Welches Gericht befasst sich laut dem Textauszug über den tödlichen Unfall in Ludwigsburg mit dem Fall?

Textauszug:
__________________________________________________

Nach dem Tod zweier unbeteiligter Frauen in einem völlig zerbeulten Autowrack in Ludwigsburg im März befasst sich nun das Landgericht Stuttgart mit diesen Fragen. Es geht vor allem darum, ob die drei Männer auf der Anklagebank in jener Nacht ein illegales Autorennen fuhren und ob der Crash, bei dem die Frauen starben, rechtlich als Mord zu werten ist, weil die Folgen vorhersehbar gewesen sein könnten.
Fataler Abend
Der Fall sorgte bundesweit für Aufsehen. Nach Darstellung der Staatsanwaltschaft verabreden sich zwei Brüder im Alter von 32 und 34 Jahren und ihr 25-jähriger Cousin zu einem Rennen in der Innenstadt und rasen gegen 19.15 Uhr zunächst mit drei Autos durch die Bahnhofsunterführung. Etwa 45 Minuten später starten sie ein weiteres Rennen mit zwei Wagen. Der Cousin sitzt laut Anklage nun als Beifahrer beim älteren Bruder. Er soll das Startzeichen geben und Teile des Rennens filmen.

__________________________________________________

Datensätze:
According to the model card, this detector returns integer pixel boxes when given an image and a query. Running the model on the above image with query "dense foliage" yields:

__________________________________________________

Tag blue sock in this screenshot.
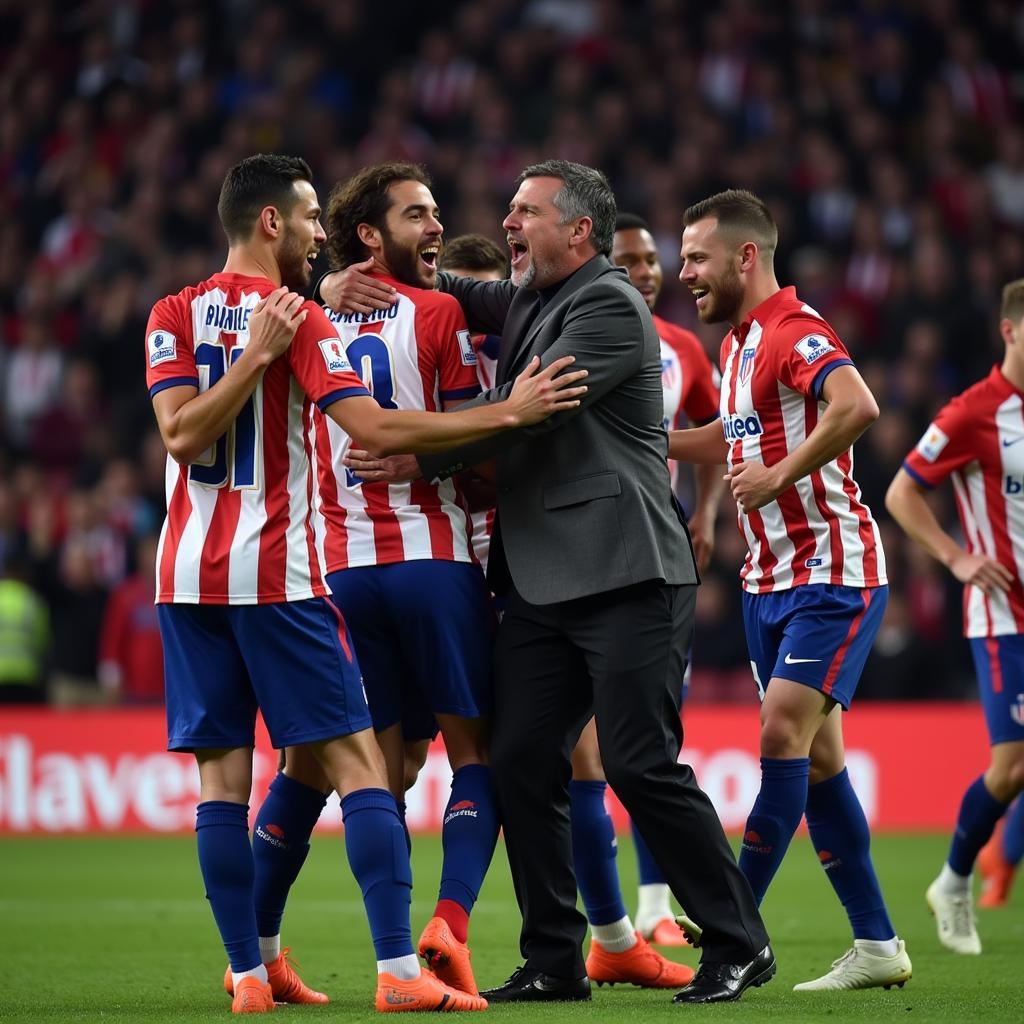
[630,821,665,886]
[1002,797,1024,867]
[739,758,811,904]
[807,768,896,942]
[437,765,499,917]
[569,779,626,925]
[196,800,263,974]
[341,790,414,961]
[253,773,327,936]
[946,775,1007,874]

__________________________________________________

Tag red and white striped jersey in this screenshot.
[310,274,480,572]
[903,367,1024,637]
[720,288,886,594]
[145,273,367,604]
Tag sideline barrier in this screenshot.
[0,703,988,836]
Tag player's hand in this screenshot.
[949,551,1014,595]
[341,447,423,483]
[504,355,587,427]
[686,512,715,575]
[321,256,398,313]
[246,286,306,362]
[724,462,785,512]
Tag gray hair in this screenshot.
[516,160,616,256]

__________________________________________________

Schriftliche Antwort: Das Landgericht Stuttgart.